Work to be completed ▸
Turn the lines below into a numbered list, skipping any blank lines and leaving out the pictures.

Supplied records ▸
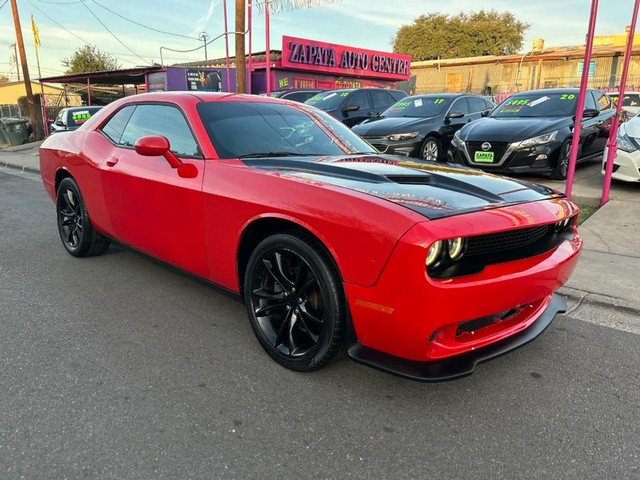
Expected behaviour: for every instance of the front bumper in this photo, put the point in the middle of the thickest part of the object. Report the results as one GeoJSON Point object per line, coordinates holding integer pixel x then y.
{"type": "Point", "coordinates": [626, 165]}
{"type": "Point", "coordinates": [461, 365]}
{"type": "Point", "coordinates": [538, 159]}
{"type": "Point", "coordinates": [413, 317]}
{"type": "Point", "coordinates": [407, 148]}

Result for this exercise ▸
1. Expected behaviour: for every instance of the front bumper in this photo, put the point in the middle of the thickest part of the object. Report the results as one GeoJSON Point object per line, coordinates holding integer pixel x then y.
2. {"type": "Point", "coordinates": [626, 165]}
3. {"type": "Point", "coordinates": [461, 365]}
4. {"type": "Point", "coordinates": [538, 159]}
5. {"type": "Point", "coordinates": [413, 317]}
6. {"type": "Point", "coordinates": [407, 148]}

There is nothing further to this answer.